1997-Clinton 1 The document contains elements that align slightly with the political left, such as advocating for civil rights, social equality, and educational opportunities for all. However, it also emphasizes personal responsibility, a smaller government, and free enterprise, which are not typically associated with the political left. The balance between these elements suggests a slightly left alignment.
2001-Bush 0 The document is an inaugural address that emphasizes unity, personal responsibility, and traditional values. It mentions reducing taxes and building strong defenses, which align more with conservative principles. While it acknowledges social issues like poverty and education, it emphasizes community and individual action over government intervention, which is not characteristic of the political left.
2005-Bush 0 The document primarily emphasizes themes of freedom, democracy, and national security, with a focus on promoting liberty globally. It does not advocate for social equality, government intervention in the economy, or progressive policies typically associated with the political left. Instead, it aligns more with conservative values, such as individual responsibility and limited government intervention.
2009-Obama 2 The speech aligns very well with the political left due to its emphasis on social equality, government intervention, and progressive policies. It advocates for addressing economic inequality, reforming healthcare, investing in infrastructure, and promoting renewable energy. The call for international cooperation and addressing climate change also reflects left-leaning values. However, it balances these with appeals to traditional American values and bipartisan unity, which slightly moderates its alignment.
2013-Obama 2 The document aligns very well with the political left, emphasizing social equality, government intervention, and progressive policies. It advocates for collective action, economic equality, environmental responsibility, and social justice, all of which are key tenets of leftist ideology. However, it also acknowledges the importance of personal responsibility and skepticism of central authority, which slightly moderates its alignment.
2017-Trump 0 The document emphasizes nationalism, protectionism, and a focus on “America first” policies, which are not typically aligned with the political left. It lacks advocacy for social equality, government intervention in the economy, or progressive policies, which are key characteristics of the political left. Instead, it focuses on reducing government power in favor of populist rhetoric and national pride.
2021-Biden 2 The document aligns very well with the political left, emphasizing themes of social equality, racial justice, and government intervention in addressing economic and health crises. It calls for unity and collective action to tackle systemic racism, climate change, and economic inequality, which are key progressive priorities. However, it also appeals to broader American values and unity, which slightly moderates its alignment with the extreme left.
--------------------------------
▶ _DESCRIPTION OF THE TASK_: Rewrite the inaugural-address ratings from "2001-Bush 0 The" to "characteristic of the political left.", replacing "reducing taxes" with "cutting taxes". The items below come from a separate source.
--------------------------------
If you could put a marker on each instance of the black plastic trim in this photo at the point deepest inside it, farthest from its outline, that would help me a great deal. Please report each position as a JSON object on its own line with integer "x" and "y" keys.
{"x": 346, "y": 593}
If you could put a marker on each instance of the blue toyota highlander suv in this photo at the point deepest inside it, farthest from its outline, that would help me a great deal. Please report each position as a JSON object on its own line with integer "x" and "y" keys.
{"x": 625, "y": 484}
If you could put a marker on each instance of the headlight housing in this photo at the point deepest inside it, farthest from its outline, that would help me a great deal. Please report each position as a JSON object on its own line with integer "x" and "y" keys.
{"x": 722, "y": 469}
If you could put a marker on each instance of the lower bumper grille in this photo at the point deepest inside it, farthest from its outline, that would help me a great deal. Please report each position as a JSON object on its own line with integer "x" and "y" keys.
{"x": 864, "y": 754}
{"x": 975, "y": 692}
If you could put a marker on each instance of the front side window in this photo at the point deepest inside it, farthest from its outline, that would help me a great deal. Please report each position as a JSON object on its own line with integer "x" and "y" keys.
--------------------------------
▶ _OUTPUT OF THE TASK_:
2001-Bush 0 The document is an inaugural address that emphasizes unity, personal responsibility, and traditional values. It mentions cutting taxes and building strong defenses, which align more with conservative principles. While it acknowledges social issues like poverty and education, it emphasizes community and individual action over government intervention, which is not characteristic of the political left.